▶ [Problem description]:
Will you print the material below without altering a single character?

▶ [Mask labeling examples]:

=====

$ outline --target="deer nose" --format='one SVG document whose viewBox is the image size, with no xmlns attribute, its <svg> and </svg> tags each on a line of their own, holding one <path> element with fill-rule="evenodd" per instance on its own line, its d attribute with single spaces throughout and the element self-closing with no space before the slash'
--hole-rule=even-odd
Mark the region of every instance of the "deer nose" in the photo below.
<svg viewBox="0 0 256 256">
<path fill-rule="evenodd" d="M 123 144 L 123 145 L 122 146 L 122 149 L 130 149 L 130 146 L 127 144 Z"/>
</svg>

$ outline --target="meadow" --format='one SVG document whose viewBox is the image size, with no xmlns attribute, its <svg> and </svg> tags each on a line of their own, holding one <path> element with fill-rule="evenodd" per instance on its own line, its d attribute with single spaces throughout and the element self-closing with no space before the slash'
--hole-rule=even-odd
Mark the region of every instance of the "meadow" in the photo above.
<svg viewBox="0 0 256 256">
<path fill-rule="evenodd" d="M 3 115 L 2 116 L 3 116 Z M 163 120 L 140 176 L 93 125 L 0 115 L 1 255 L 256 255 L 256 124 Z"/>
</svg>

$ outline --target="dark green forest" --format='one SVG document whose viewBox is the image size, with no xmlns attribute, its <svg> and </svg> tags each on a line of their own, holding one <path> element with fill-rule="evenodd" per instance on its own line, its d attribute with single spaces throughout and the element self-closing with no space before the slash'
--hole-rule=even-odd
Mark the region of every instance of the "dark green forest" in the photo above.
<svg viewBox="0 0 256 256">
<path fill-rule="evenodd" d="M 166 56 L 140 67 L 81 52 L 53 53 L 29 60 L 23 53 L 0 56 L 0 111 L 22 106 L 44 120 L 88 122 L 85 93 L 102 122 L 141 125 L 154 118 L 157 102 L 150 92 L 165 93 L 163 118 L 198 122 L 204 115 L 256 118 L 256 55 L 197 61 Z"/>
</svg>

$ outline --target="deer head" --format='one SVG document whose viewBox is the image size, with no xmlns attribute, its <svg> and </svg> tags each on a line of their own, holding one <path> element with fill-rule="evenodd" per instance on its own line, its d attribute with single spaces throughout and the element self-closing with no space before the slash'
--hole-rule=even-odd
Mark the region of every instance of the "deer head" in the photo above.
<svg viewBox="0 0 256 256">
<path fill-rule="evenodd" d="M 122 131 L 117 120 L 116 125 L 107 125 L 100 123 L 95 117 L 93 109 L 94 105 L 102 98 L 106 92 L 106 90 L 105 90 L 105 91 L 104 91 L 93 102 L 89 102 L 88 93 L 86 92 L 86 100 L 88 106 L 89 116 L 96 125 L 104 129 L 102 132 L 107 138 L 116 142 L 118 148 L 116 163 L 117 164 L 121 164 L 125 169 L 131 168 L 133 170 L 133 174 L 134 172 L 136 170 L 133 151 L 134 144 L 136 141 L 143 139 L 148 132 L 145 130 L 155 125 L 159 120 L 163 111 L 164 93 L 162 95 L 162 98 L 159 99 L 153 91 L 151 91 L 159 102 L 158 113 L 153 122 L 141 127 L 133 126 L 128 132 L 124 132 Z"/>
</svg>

=====

▶ [Answer for this exercise]:
$ outline --target="deer nose" --format='one SVG document whose viewBox is the image size, with no xmlns attribute, its <svg> and </svg> tags each on a line of their own, holding one <path> element with fill-rule="evenodd" per instance on its own line, its d attribute with single spaces throughout and the element self-closing with no space before the slash'
--hole-rule=even-odd
Mark the region of every instance of the "deer nose" in the photo below.
<svg viewBox="0 0 256 256">
<path fill-rule="evenodd" d="M 123 144 L 123 145 L 122 146 L 122 149 L 130 149 L 130 146 L 127 144 Z"/>
</svg>

$ outline --target="meadow" --format='one SVG document whose viewBox is the image size, with no xmlns attribute, its <svg> and </svg> tags each on a line of their own, holding one <path> element with fill-rule="evenodd" per instance on its own line, its d attribute with single spaces throughout and the element self-closing with no space before the slash'
--hole-rule=even-odd
Mark the region of every instance of the "meadow" in the photo above.
<svg viewBox="0 0 256 256">
<path fill-rule="evenodd" d="M 3 115 L 2 116 L 3 116 Z M 163 120 L 140 176 L 93 125 L 0 115 L 1 255 L 256 255 L 256 124 Z"/>
</svg>

$ outline --target="dark green forest" --format='one SVG document whose viewBox is the image size, with no xmlns attribute, its <svg> and </svg> tags each on a line of their own, holding one <path> element with fill-rule="evenodd" per instance on its own line, its d attribute with single spaces throughout and the element self-closing with no space before the slash'
--hole-rule=even-odd
Mark the region of every instance of the "dark green forest" in the photo above.
<svg viewBox="0 0 256 256">
<path fill-rule="evenodd" d="M 166 56 L 140 67 L 81 52 L 53 53 L 29 60 L 23 53 L 0 56 L 0 111 L 22 106 L 44 120 L 88 122 L 85 93 L 102 122 L 141 125 L 154 118 L 157 102 L 150 92 L 165 93 L 163 118 L 198 122 L 204 115 L 256 118 L 256 55 L 197 61 Z"/>
</svg>

$ outline --target="deer head" --format='one SVG document whose viewBox is the image size, with no xmlns attribute, its <svg> and </svg> tags each on a line of their own, holding one <path> element with fill-rule="evenodd" per instance on its own line, its d attribute with single spaces throughout and the element self-closing with no space before the slash'
--hole-rule=even-odd
Mark the region of every instance of the "deer head" in the photo above.
<svg viewBox="0 0 256 256">
<path fill-rule="evenodd" d="M 122 131 L 117 120 L 116 125 L 107 125 L 100 123 L 95 117 L 93 109 L 94 105 L 102 98 L 106 92 L 106 90 L 105 90 L 105 91 L 104 91 L 93 102 L 89 102 L 88 93 L 86 92 L 86 100 L 88 106 L 89 116 L 96 125 L 104 129 L 102 132 L 107 138 L 116 142 L 118 148 L 116 163 L 117 164 L 121 164 L 125 169 L 131 168 L 133 170 L 133 174 L 134 172 L 136 170 L 133 151 L 134 144 L 136 141 L 143 139 L 148 132 L 145 130 L 155 125 L 159 120 L 163 111 L 164 93 L 162 95 L 162 98 L 159 99 L 153 91 L 151 91 L 159 102 L 158 113 L 153 122 L 141 127 L 133 126 L 128 132 L 124 132 Z"/>
</svg>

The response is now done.